» INPUT DATA:
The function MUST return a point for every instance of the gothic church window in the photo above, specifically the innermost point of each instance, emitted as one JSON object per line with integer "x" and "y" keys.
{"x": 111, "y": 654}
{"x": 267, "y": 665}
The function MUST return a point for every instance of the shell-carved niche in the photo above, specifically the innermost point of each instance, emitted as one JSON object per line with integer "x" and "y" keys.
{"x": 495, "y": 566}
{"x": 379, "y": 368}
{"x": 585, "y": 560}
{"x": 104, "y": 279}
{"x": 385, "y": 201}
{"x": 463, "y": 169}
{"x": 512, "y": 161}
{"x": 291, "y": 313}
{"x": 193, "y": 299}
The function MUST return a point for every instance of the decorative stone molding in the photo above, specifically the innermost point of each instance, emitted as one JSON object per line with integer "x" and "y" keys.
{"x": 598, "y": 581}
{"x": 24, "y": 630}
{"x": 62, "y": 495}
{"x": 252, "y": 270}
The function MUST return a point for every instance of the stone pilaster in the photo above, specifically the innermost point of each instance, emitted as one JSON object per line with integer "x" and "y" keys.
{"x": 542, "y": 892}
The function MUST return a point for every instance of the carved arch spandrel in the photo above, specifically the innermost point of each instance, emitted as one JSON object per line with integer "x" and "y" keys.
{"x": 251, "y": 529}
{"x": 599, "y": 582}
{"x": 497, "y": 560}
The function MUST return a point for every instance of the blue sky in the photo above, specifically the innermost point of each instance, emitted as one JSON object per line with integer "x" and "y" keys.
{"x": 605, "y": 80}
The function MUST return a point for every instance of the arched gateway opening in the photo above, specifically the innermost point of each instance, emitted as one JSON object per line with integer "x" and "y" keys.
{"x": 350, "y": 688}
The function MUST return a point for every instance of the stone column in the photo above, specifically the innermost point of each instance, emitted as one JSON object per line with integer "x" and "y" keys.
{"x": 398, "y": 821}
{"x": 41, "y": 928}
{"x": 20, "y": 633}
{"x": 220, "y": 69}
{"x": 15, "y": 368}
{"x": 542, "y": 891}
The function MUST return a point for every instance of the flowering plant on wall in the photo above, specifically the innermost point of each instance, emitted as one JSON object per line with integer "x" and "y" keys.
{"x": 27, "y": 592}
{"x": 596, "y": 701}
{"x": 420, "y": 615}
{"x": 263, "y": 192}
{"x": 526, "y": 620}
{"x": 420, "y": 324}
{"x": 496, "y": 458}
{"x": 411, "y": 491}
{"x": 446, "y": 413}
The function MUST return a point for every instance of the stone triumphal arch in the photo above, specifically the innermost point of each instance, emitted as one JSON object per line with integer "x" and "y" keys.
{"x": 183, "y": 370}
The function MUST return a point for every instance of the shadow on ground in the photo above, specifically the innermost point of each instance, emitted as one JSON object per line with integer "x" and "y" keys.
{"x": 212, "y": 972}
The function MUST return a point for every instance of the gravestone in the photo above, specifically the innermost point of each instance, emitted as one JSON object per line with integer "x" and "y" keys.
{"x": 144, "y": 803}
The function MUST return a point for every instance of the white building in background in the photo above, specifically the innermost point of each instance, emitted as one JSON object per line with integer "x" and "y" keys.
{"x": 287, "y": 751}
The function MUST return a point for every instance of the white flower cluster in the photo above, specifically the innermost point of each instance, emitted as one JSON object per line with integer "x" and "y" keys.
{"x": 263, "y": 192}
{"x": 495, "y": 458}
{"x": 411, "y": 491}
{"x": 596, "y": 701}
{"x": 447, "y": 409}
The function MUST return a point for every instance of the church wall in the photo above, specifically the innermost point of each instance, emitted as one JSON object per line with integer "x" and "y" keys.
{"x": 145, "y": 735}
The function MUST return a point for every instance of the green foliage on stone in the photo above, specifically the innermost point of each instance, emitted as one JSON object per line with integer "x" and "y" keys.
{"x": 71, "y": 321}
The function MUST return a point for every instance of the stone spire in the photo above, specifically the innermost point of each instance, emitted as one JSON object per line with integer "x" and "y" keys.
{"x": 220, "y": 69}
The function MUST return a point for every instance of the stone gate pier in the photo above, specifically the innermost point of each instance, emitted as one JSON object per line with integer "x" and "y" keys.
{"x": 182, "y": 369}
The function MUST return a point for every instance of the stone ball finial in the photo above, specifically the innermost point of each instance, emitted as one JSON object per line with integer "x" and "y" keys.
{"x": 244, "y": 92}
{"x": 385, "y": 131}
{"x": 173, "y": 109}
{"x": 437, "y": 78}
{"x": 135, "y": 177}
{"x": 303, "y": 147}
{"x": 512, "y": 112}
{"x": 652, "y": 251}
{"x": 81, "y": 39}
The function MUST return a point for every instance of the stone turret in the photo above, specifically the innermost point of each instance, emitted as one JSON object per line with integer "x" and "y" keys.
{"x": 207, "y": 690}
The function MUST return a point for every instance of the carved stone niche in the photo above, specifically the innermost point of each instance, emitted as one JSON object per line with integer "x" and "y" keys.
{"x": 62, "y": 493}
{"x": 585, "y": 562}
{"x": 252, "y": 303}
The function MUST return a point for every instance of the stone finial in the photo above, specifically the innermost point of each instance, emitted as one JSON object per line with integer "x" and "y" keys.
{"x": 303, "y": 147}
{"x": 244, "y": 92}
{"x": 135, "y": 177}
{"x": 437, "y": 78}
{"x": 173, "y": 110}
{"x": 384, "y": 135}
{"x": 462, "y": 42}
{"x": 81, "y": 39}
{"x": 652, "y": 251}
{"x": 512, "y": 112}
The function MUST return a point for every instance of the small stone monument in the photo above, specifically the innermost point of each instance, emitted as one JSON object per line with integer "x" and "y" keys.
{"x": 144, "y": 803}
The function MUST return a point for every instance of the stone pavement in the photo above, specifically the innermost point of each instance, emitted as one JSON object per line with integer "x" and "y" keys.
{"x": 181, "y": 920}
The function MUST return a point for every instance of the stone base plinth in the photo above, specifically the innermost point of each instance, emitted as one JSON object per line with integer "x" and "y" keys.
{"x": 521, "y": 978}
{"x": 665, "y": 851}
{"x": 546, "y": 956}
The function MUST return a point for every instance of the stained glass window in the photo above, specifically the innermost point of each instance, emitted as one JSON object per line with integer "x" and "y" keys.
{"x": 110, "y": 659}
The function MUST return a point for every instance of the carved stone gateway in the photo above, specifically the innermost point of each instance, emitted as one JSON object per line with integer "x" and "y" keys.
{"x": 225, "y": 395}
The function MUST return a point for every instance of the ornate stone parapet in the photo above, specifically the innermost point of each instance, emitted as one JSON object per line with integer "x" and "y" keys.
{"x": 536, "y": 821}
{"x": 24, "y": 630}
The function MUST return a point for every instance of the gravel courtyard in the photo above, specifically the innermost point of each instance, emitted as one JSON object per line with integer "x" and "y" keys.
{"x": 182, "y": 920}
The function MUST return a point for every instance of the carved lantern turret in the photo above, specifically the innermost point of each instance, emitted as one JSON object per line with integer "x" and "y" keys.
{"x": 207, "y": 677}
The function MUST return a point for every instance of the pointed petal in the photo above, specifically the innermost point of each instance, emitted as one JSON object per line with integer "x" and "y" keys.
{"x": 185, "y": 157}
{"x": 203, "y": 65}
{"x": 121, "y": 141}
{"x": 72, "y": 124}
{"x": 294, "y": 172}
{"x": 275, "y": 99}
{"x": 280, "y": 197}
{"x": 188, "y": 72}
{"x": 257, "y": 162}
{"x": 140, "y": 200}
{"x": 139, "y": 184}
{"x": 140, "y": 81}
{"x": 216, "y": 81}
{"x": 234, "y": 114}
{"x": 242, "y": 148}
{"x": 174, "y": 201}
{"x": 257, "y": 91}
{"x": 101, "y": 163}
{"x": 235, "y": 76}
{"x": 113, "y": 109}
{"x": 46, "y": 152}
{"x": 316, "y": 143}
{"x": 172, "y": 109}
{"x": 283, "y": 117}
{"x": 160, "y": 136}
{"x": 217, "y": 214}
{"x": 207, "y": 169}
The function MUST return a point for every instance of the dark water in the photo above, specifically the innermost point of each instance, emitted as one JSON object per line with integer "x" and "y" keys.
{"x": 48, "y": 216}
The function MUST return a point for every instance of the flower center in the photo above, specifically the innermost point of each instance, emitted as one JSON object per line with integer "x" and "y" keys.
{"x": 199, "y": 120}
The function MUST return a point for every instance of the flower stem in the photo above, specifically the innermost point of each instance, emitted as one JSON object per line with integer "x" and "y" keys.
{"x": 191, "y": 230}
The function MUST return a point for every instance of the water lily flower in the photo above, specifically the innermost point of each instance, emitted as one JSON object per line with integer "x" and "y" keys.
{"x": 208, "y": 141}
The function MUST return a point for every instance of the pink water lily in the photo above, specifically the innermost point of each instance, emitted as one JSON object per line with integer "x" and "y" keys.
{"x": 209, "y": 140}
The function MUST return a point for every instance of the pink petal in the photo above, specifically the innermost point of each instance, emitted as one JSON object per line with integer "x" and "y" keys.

» EXERCISE INSTRUCTIONS: Only the lines from the one with "of the water" through the last line above should be restated, word for word.

» PROBLEM SOLUTION:
The function MUST return a point for every instance of the water lily flower in the photo above, specifically the innermost point of each instance, emitted as one JSON object per line with integer "x" and "y" keys.
{"x": 208, "y": 141}
The function MUST return a point for every instance of the pink water lily in the photo above, specifically the innermost point of each instance, emitted as one JSON object per line with integer "x" and "y" keys.
{"x": 209, "y": 140}
The function MUST return a point for every instance of the pink petal in the photo above, specifically the innermost point of each instance, emitted as one JSON object per line with integer "x" and "y" keys.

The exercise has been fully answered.